> Written request 1
Transcribe the part of the AWS data lakes Q&A that runs from "3. Protect &" up to and including "into AWS S3?".

> Excerpt provided
-------------------------

21: Q138 – Q142 AWS data lakes overview Interview Q&As

Q138. What are the basic considerations when building a data lake on an AWS platform?

1. Ingestion into S3 (i.e. Simple Storage Service) from different source systems. E.g. csv/xml/json files extracted from source systems, streamed data from source systems via message queues/topics, etc.

2. Catalog & Search ingested data by building a metadata. For example, triggering a lambda function via S3 event notification to create a secondary index on DynamoDB (i.e.NoSQL database) or ElasticSearch). The primary index is the object key used to store the object in the S3 bucket. For example,

3. Protect & Secure the data in S3. a) ACL, S3 bucket policy, b) AWS KMS (i.e. Key Management Service). Immediately after the data is uploaded to a S3 bucket, it is encrypted, and decrypted when downloaded by the same IAM (i.e. Identity & Access Management) role, c) VPC End points for S3 and d) Versioning

4. Processing & analytics i.e. processing the data via ETL tools like AWS EMR, AWS Glue, AWS data pipelines, etc and consuming them via Amazon API Gateway, Amazon Redshift, AWS Athena, Amazon Quicksight, etc

source: aws youtube on “Building a Data Lake on AWS”

Q139. How will you ingest data from disparate source systems into AWS S3?

Online for regular transfers

1. Manually upload via AWS console using the public internet.

2. AWS VPC endpoint on EC2 for S3. The communication takes place via Amazon’s private network. Once you establish the VPC endpoint, you can use AWS Cli (e.g. aws s3 ls. etc) or AWS SDK to ingest data into AWS S3. The VPC and the S3 buckets must be in the same region. This uses the public internet.

3. AWS direct connect gives better bandwidth by using a private/leased line (i.e. WAN). This creates an isolated private cloud without touching the public internet to give better throughput & low latency.

4) Amazon Kinesis Firehose to collect, process, and analyze streaming data with very high throughput. Amazon Kinesis Firehose was purpose-built to load streaming data into AWS. You need to create a delivery stream via AWS console, and then publish data to the delivery stream via AWS SDK in Java or a Bash script using AWS CLI.

To ingest data, you can use

a) aws-cli tools with a bash script.

-------------------------

> Records supplied

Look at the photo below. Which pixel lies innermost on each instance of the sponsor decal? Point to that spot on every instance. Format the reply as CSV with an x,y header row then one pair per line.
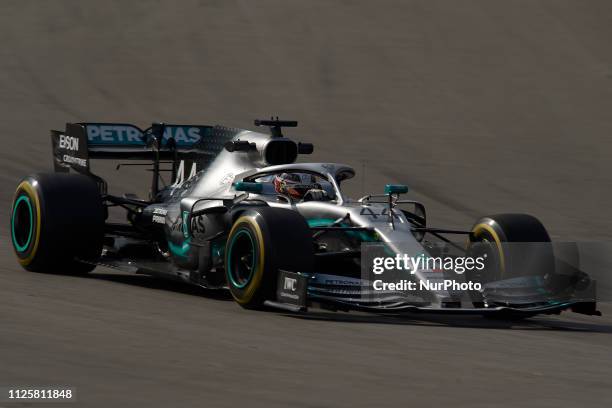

-------------------------

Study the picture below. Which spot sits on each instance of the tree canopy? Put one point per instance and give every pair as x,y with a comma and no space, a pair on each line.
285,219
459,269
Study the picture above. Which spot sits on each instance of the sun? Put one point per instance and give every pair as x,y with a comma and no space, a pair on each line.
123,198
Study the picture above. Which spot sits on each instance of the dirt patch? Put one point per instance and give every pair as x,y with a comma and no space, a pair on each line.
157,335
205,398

-------------------------

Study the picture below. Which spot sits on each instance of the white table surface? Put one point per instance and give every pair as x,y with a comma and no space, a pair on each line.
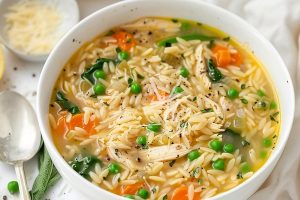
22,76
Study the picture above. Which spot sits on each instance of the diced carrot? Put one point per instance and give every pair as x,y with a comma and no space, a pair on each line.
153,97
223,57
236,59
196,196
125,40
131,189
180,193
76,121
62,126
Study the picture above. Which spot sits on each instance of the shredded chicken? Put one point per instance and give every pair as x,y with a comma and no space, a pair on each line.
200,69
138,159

-------------------------

> Written request 2
Pull out each line of the records that contains the word "give", copying every such line in full.

> Complete answer 1
3. Protect & Secure the data in S3. a) ACL, S3 bucket policy, b) AWS KMS (i.e. Key Management Service). Immediately after the data is uploaded to a S3 bucket, it is encrypted, and decrypted when downloaded by the same IAM (i.e. Identity & Access Management) role, c) VPC End points for S3 and d) Versioning

4. Processing & analytics i.e. processing the data via ETL tools like AWS EMR, AWS Glue, AWS data pipelines, etc and consuming them via Amazon API Gateway, Amazon Redshift, AWS Athena, Amazon Quicksight, etc

source: aws youtube on “Building a Data Lake on AWS”

Q139. How will you ingest data from disparate source systems into AWS S3?

> Complete answer 2
Study the picture below. Which spot sits on each instance of the tree canopy? Put one point per instance and give every pair as x,y with a comma and no space, a pair on each line.
Study the picture above. Which spot sits on each instance of the sun? Put one point per instance and give every pair as x,y with a comma and no space, a pair on each line.
Study the picture above. Which spot sits on each instance of the dirt patch? Put one point per instance and give every pair as x,y with a comma and no space, a pair on each line.
Study the picture below. Which spot sits on each instance of the white table surface? Put one point per instance and give every pair as x,y with a comma and no space, a pair on each line.
Study the picture above. Which spot sits on each instance of the diced carrot? Put one point per instance and give every pair as x,y with a comma and no space, a pair on each line.
Study the picture above. Which spot sits on each instance of the shredded chicken? Put one point per instance and give every pair as x,y with a comma and no space, a pair on each line.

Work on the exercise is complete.